Instructions for the task:
From the first line of the data through the line containing "positive clicks: (241, 148) (254, 170)", transcribe each line exactly. Pictures do not belong in the copy.

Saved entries

------------

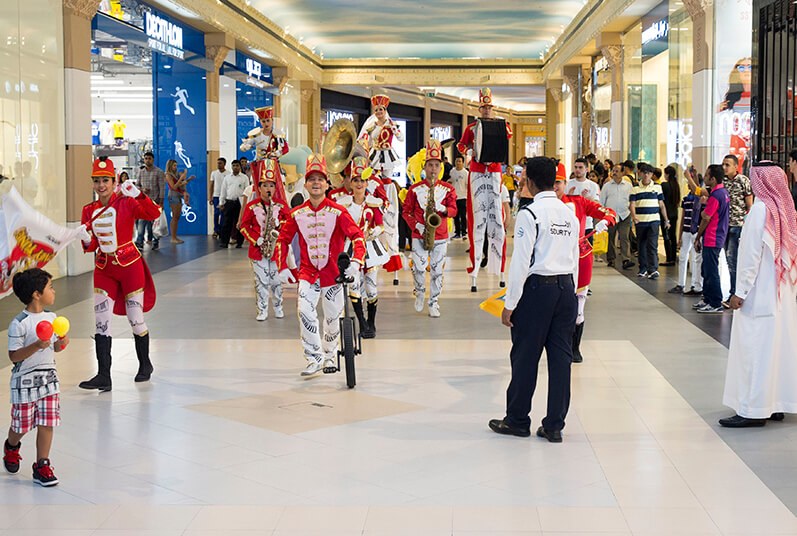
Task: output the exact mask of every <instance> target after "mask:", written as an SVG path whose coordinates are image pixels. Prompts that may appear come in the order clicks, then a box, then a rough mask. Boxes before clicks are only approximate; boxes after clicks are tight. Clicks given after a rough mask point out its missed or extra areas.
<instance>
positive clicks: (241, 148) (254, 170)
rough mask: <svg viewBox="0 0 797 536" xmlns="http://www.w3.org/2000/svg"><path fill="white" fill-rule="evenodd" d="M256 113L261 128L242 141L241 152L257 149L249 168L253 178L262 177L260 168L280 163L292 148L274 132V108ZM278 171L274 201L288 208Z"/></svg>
mask: <svg viewBox="0 0 797 536" xmlns="http://www.w3.org/2000/svg"><path fill="white" fill-rule="evenodd" d="M255 113H256V114H257V117H258V118H259V119H260V127H256V128H253V129H252V130H250V131H249V134H248V136H247V137H246V138H245V139H243V140H242V142H243V143H241V146H240V149H241V151H251V150H252V148H254V149H255V159H254V160H253V161H252V162H250V164H249V166H250V168H251V169H252V175H251V176H252V177H260V176H262V172H261V169H260V167H261V166H262V165H263V164H264V163H265V161H266V160H274V161H279V158H280V157H281V156H282V155H284V154H286V153H287V152H288V151H289V150H290V148H289V147H288V140H286V139H285V136H283V135H282V133H280V132H278V131H275V130H274V107H273V106H263V107H262V108H255ZM276 169H277V181H276V190H275V192H274V197H273V200H274V201H276V202H277V203H281V204H283V205H285V206H288V201H287V199H288V197H287V196H286V195H285V185H284V179H283V177H282V173H281V172H280V169H279V165H277V168H276Z"/></svg>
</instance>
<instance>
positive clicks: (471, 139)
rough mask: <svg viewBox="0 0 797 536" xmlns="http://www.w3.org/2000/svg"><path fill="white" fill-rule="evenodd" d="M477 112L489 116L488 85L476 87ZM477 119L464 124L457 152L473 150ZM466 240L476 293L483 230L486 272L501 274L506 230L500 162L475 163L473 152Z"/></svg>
mask: <svg viewBox="0 0 797 536" xmlns="http://www.w3.org/2000/svg"><path fill="white" fill-rule="evenodd" d="M479 113H480V114H481V117H482V119H491V118H492V117H493V97H492V92H491V91H490V88H486V87H485V88H482V89H480V90H479ZM476 130H477V122H475V121H474V122H473V123H471V124H469V125H468V127H467V128H466V129H465V132H463V133H462V138H461V139H460V140H459V143H458V144H457V149H458V150H459V152H460V153H462V154H466V153H467V152H468V151H469V150H473V149H474V144H475V143H476ZM506 137H507V139H510V138H511V137H512V129H511V128H509V124H508V123H507V125H506ZM468 170H469V172H470V173H469V174H468V201H467V207H468V240H469V241H470V262H471V266H470V267H469V268H468V273H469V274H470V275H471V281H472V286H471V292H476V277H477V276H478V275H479V268H480V266H481V263H482V249H483V247H484V240H485V233H486V236H487V238H489V250H488V255H487V272H488V273H491V274H496V275H498V274H502V273H503V272H504V264H505V262H506V244H505V243H504V242H505V240H506V232H505V230H504V226H503V221H504V217H503V214H502V205H501V162H490V163H482V162H477V161H476V158H475V154H474V155H473V156H472V157H471V160H470V165H469V166H468Z"/></svg>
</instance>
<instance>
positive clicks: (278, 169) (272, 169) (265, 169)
mask: <svg viewBox="0 0 797 536" xmlns="http://www.w3.org/2000/svg"><path fill="white" fill-rule="evenodd" d="M258 171H259V175H258V177H257V183H258V185H259V184H261V183H263V182H266V181H271V182H273V183H274V184H277V181H278V180H279V169H277V161H276V160H274V159H273V158H266V159H264V161H263V163H262V164H261V165H260V169H259V170H258Z"/></svg>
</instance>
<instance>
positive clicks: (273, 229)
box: [260, 200, 279, 260]
mask: <svg viewBox="0 0 797 536" xmlns="http://www.w3.org/2000/svg"><path fill="white" fill-rule="evenodd" d="M265 209H266V225H265V226H264V227H263V235H262V237H263V243H262V244H261V245H260V253H261V254H262V255H263V259H264V260H268V259H270V258H271V257H272V255H274V247H275V246H276V245H277V237H279V231H277V225H276V223H275V222H274V210H273V209H272V205H271V200H269V203H268V204H267V205H266V206H265Z"/></svg>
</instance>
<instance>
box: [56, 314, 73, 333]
mask: <svg viewBox="0 0 797 536" xmlns="http://www.w3.org/2000/svg"><path fill="white" fill-rule="evenodd" d="M53 333H55V334H56V335H57V336H59V337H63V336H64V335H66V334H67V333H69V320H67V319H66V318H65V317H63V316H57V317H55V320H53Z"/></svg>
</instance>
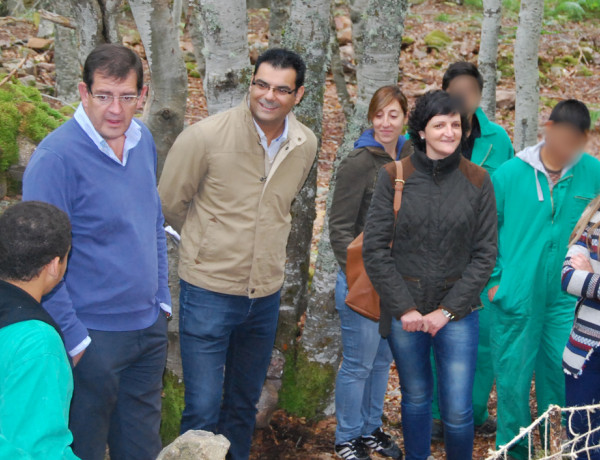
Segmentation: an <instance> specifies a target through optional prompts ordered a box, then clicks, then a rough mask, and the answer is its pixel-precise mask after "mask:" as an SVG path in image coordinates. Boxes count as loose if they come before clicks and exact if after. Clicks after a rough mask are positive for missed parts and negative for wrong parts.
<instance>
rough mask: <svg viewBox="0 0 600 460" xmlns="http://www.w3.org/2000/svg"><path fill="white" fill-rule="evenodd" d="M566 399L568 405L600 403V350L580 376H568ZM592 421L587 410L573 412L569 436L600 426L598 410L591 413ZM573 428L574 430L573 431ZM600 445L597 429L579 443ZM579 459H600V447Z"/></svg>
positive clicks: (594, 356)
mask: <svg viewBox="0 0 600 460" xmlns="http://www.w3.org/2000/svg"><path fill="white" fill-rule="evenodd" d="M565 383H566V393H567V394H566V400H567V406H568V407H572V406H587V405H591V404H598V403H600V352H598V351H597V350H596V351H594V353H593V354H592V356H591V357H590V360H589V361H588V362H587V364H586V366H585V368H584V369H583V373H582V374H581V376H579V377H578V378H574V377H573V376H572V375H567V376H566V380H565ZM589 416H590V421H589V423H588V419H587V417H588V414H587V412H586V411H581V412H576V413H575V414H573V417H572V418H571V420H570V422H571V425H570V428H569V420H568V419H567V431H568V434H569V438H570V439H573V433H575V434H585V433H588V432H589V431H590V430H593V429H598V428H599V427H600V413H598V411H596V412H592V413H590V414H589ZM571 429H572V430H573V432H571ZM586 441H587V443H588V444H587V445H589V446H600V433H599V432H598V431H596V432H595V433H593V434H591V435H590V436H589V440H588V439H586V438H585V437H584V438H583V440H582V441H580V442H579V443H578V445H577V446H576V447H577V448H583V447H584V446H585V445H586ZM577 458H578V459H590V460H600V447H597V448H596V449H593V450H591V451H590V452H589V456H588V453H581V454H579V456H578V457H577Z"/></svg>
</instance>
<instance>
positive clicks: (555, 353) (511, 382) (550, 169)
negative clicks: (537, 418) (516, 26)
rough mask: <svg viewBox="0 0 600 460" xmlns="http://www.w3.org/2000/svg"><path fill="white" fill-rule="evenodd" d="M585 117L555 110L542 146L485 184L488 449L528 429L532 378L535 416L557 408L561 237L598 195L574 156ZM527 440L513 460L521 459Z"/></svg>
mask: <svg viewBox="0 0 600 460" xmlns="http://www.w3.org/2000/svg"><path fill="white" fill-rule="evenodd" d="M589 129H590V114H589V111H588V109H587V107H586V106H585V105H584V104H583V103H582V102H580V101H577V100H574V99H569V100H565V101H561V102H559V103H558V104H557V105H556V107H554V109H553V110H552V113H551V115H550V119H549V121H548V122H547V123H546V125H545V140H544V141H542V142H540V143H539V144H537V145H535V146H532V147H527V148H526V149H524V150H523V151H522V152H520V153H519V154H518V155H517V157H516V158H514V159H513V160H510V161H508V162H506V163H505V164H504V165H502V166H501V167H500V168H498V170H497V171H496V173H495V174H494V175H493V176H492V182H493V184H494V188H495V192H496V201H497V205H498V259H497V262H496V267H495V269H494V272H493V274H492V278H491V280H490V282H489V284H488V289H489V291H488V296H489V298H490V300H492V326H491V335H490V344H491V349H492V360H493V364H494V372H495V375H496V388H497V392H498V430H497V433H496V445H497V446H501V445H504V444H506V443H508V442H510V441H511V440H512V439H513V438H514V437H515V436H516V435H518V434H519V430H520V428H521V427H525V426H527V425H529V424H530V423H531V412H530V408H529V393H530V389H531V381H532V378H533V375H534V374H535V389H536V396H537V407H538V413H542V412H543V411H545V410H546V409H547V408H548V406H549V405H551V404H557V405H559V406H564V403H565V378H564V375H563V370H562V365H561V363H562V354H563V349H564V347H565V343H567V340H568V338H569V334H570V331H571V326H572V324H573V309H574V307H575V302H576V299H575V297H572V296H571V295H569V294H567V293H565V292H563V291H562V290H561V269H562V265H563V262H564V259H565V255H566V252H567V245H568V243H569V236H570V235H571V232H572V231H573V228H574V227H575V224H576V223H577V221H578V219H579V217H580V216H581V213H582V212H583V210H584V209H585V208H586V206H587V205H588V204H589V203H590V202H591V201H592V200H593V199H594V198H595V197H596V196H597V195H598V193H600V162H599V161H598V160H596V159H595V158H593V157H592V156H590V155H587V154H582V153H581V152H582V150H583V149H584V148H585V145H586V143H587V140H588V132H589ZM527 450H528V447H527V442H526V441H525V442H522V443H520V444H518V445H516V446H515V447H514V448H512V449H511V450H510V455H511V458H514V459H527V458H531V457H529V453H528V451H527Z"/></svg>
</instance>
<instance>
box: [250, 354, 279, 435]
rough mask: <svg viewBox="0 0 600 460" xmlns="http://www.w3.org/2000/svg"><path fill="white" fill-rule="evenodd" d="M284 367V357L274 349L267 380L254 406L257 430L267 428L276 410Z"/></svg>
mask: <svg viewBox="0 0 600 460" xmlns="http://www.w3.org/2000/svg"><path fill="white" fill-rule="evenodd" d="M284 366H285V356H284V355H283V353H281V352H280V351H279V350H278V349H276V348H274V349H273V353H272V354H271V363H270V365H269V370H268V371H267V379H266V380H265V384H264V385H263V389H262V393H261V394H260V399H259V401H258V404H257V405H256V408H257V409H258V412H257V414H256V428H257V429H262V428H266V427H267V426H269V422H270V421H271V417H272V416H273V412H275V410H276V409H277V403H278V402H279V390H280V389H281V383H282V381H281V378H282V377H283V367H284Z"/></svg>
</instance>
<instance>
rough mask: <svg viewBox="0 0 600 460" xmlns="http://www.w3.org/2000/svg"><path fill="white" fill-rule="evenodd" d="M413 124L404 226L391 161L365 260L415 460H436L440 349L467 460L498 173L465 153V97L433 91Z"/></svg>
mask: <svg viewBox="0 0 600 460" xmlns="http://www.w3.org/2000/svg"><path fill="white" fill-rule="evenodd" d="M408 126H409V135H410V138H411V140H412V142H413V144H414V148H415V152H414V154H413V155H412V156H410V157H409V158H406V159H404V160H403V167H404V180H405V185H404V192H403V197H402V207H401V208H400V212H399V213H398V217H397V221H396V222H394V212H393V199H394V186H393V180H394V179H395V177H396V168H395V164H394V163H390V164H388V165H386V166H384V167H383V168H382V169H381V170H380V172H379V176H378V180H377V184H376V186H375V191H374V193H373V199H372V201H371V206H370V208H369V212H368V215H367V222H366V225H365V229H364V244H363V258H364V262H365V267H366V270H367V273H368V275H369V278H370V279H371V281H372V283H373V285H374V287H375V289H376V290H377V292H378V294H379V295H380V297H381V321H380V332H381V334H382V335H383V336H384V337H387V338H388V342H389V344H390V347H391V349H392V354H393V355H394V359H395V361H396V367H397V369H398V374H399V377H400V387H401V390H402V426H403V432H404V444H405V453H406V458H407V460H425V459H427V457H429V455H430V454H431V450H430V443H431V400H432V396H433V395H432V392H433V375H432V369H431V362H430V359H429V356H430V352H431V348H432V347H433V352H434V356H435V360H436V366H437V373H438V382H439V399H440V409H441V414H442V421H443V423H444V428H445V442H446V454H447V458H448V460H466V459H470V458H472V452H473V409H472V391H473V376H474V373H475V363H476V359H477V342H478V328H479V323H478V313H477V311H476V310H477V308H478V306H479V305H480V303H479V294H480V292H481V291H482V289H483V287H484V286H485V283H486V282H487V280H488V278H489V276H490V274H491V272H492V269H493V267H494V263H495V261H496V249H497V241H496V238H497V235H496V233H497V230H496V227H497V218H496V203H495V199H494V192H493V188H492V183H491V181H490V178H489V175H488V173H487V172H486V171H485V170H484V169H482V168H480V167H478V166H476V165H474V164H473V163H471V162H470V161H469V160H467V159H465V158H464V157H463V156H462V154H461V148H460V147H461V144H462V142H463V141H464V139H465V134H466V132H468V121H467V118H466V116H465V111H464V109H463V106H462V103H461V101H460V100H458V99H456V98H453V97H452V96H450V95H449V94H448V93H446V92H444V91H434V92H431V93H427V94H426V95H425V96H423V97H421V98H420V99H419V100H418V101H417V104H416V107H415V109H414V110H413V112H412V113H411V115H410V118H409V123H408ZM390 241H392V242H393V246H392V249H391V250H390Z"/></svg>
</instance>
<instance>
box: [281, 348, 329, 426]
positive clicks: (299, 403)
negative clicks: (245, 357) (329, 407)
mask: <svg viewBox="0 0 600 460" xmlns="http://www.w3.org/2000/svg"><path fill="white" fill-rule="evenodd" d="M335 375H336V372H335V369H333V368H332V367H331V366H327V365H324V364H319V363H316V362H312V361H310V360H309V359H308V358H307V356H306V354H305V352H303V351H302V350H301V349H292V350H290V351H289V352H288V353H287V354H286V362H285V369H284V373H283V385H282V387H281V391H280V393H279V406H280V407H281V408H282V409H284V410H286V411H287V412H289V413H291V414H294V415H297V416H299V417H306V418H307V419H316V418H318V417H319V416H320V415H321V414H322V413H323V411H324V410H325V407H326V405H327V404H328V402H329V400H330V396H331V392H332V391H333V387H334V382H335Z"/></svg>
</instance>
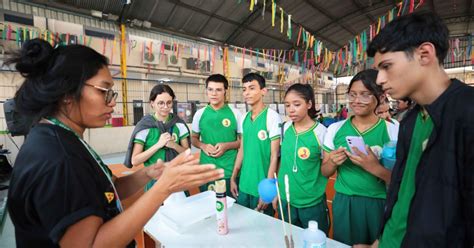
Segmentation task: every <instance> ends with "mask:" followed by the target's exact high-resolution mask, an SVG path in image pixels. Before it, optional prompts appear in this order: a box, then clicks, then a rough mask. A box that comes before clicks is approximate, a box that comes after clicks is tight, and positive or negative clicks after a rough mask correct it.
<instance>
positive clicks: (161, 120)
mask: <svg viewBox="0 0 474 248" xmlns="http://www.w3.org/2000/svg"><path fill="white" fill-rule="evenodd" d="M174 99H175V94H174V92H173V90H172V89H171V87H170V86H168V85H166V84H157V85H155V86H154V87H153V89H152V90H151V92H150V105H151V108H152V109H153V110H154V113H153V114H150V115H146V116H144V117H143V118H142V119H141V120H140V121H139V122H138V123H137V125H136V126H135V129H134V130H133V133H132V136H131V139H130V142H129V146H128V151H127V155H126V156H125V165H127V166H128V167H132V165H133V166H138V165H141V164H144V165H145V167H148V166H152V165H154V164H155V163H156V162H157V161H158V160H161V161H165V162H168V161H171V160H172V159H173V158H175V157H176V156H177V155H178V154H179V153H182V152H184V151H185V150H186V149H188V148H189V144H190V141H189V130H188V126H187V125H186V123H185V122H184V121H183V120H181V119H180V118H179V117H178V116H177V115H174V114H173V113H171V110H172V109H173V101H174ZM155 182H156V180H151V181H150V182H148V183H147V185H146V186H145V191H147V190H149V189H150V188H151V187H152V186H153V184H154V183H155Z"/></svg>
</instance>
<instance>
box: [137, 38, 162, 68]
mask: <svg viewBox="0 0 474 248" xmlns="http://www.w3.org/2000/svg"><path fill="white" fill-rule="evenodd" d="M142 55H143V64H149V65H158V64H159V63H160V58H161V57H160V55H161V41H151V40H150V41H148V42H147V41H144V42H143V54H142Z"/></svg>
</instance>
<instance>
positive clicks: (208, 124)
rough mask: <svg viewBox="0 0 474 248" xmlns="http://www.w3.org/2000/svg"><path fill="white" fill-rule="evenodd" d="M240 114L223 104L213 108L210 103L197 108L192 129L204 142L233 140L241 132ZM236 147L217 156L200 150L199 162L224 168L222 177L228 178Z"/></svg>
mask: <svg viewBox="0 0 474 248" xmlns="http://www.w3.org/2000/svg"><path fill="white" fill-rule="evenodd" d="M241 122H242V114H241V113H240V112H239V111H238V110H236V109H234V108H232V107H230V106H229V105H227V104H225V105H224V106H223V107H222V108H220V109H218V110H215V109H213V108H212V107H211V106H210V105H207V106H206V107H204V108H202V109H199V110H198V111H197V112H196V114H195V115H194V118H193V124H192V131H193V133H195V134H199V135H200V139H201V142H203V143H204V144H211V145H213V146H214V145H216V144H217V143H226V142H234V141H236V140H237V137H238V135H239V134H241V133H242V126H241ZM236 156H237V149H232V150H227V151H226V152H225V153H224V154H222V156H220V157H218V158H214V157H210V156H208V155H207V154H206V153H205V152H204V151H201V158H200V163H201V164H215V165H216V166H217V167H218V168H222V169H224V178H230V177H231V176H232V171H233V169H234V162H235V158H236Z"/></svg>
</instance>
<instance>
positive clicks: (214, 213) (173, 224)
mask: <svg viewBox="0 0 474 248" xmlns="http://www.w3.org/2000/svg"><path fill="white" fill-rule="evenodd" d="M226 200H227V208H230V207H232V205H233V204H234V202H235V199H234V198H231V197H228V196H227V197H226ZM158 214H159V215H158V216H159V219H160V220H161V221H163V223H164V224H166V225H167V226H169V227H170V228H171V229H173V230H175V231H176V232H178V233H184V232H186V230H188V228H189V227H190V226H192V225H193V224H195V223H197V222H199V221H201V220H204V219H206V218H208V217H210V216H212V215H215V214H216V193H215V192H214V191H206V192H202V193H199V194H197V195H193V196H191V197H187V198H186V199H183V200H181V201H180V202H179V203H178V204H172V205H165V206H162V207H161V208H160V210H159V211H158Z"/></svg>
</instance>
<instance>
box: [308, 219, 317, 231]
mask: <svg viewBox="0 0 474 248" xmlns="http://www.w3.org/2000/svg"><path fill="white" fill-rule="evenodd" d="M308 228H309V229H311V230H313V231H315V230H318V222H316V221H314V220H310V221H309V222H308Z"/></svg>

------------

Task output:
Task: output the exact mask of every <instance> target after "mask:", written as an SVG path whose coordinates are image pixels. Prompts that may appear come in the order clicks, then a box, then a rough mask. Boxes before clicks are only approximate; boxes after clicks are tight. Clicks given after a rough mask point out its missed or extra areas.
<instance>
positive clicks: (241, 148) (254, 170)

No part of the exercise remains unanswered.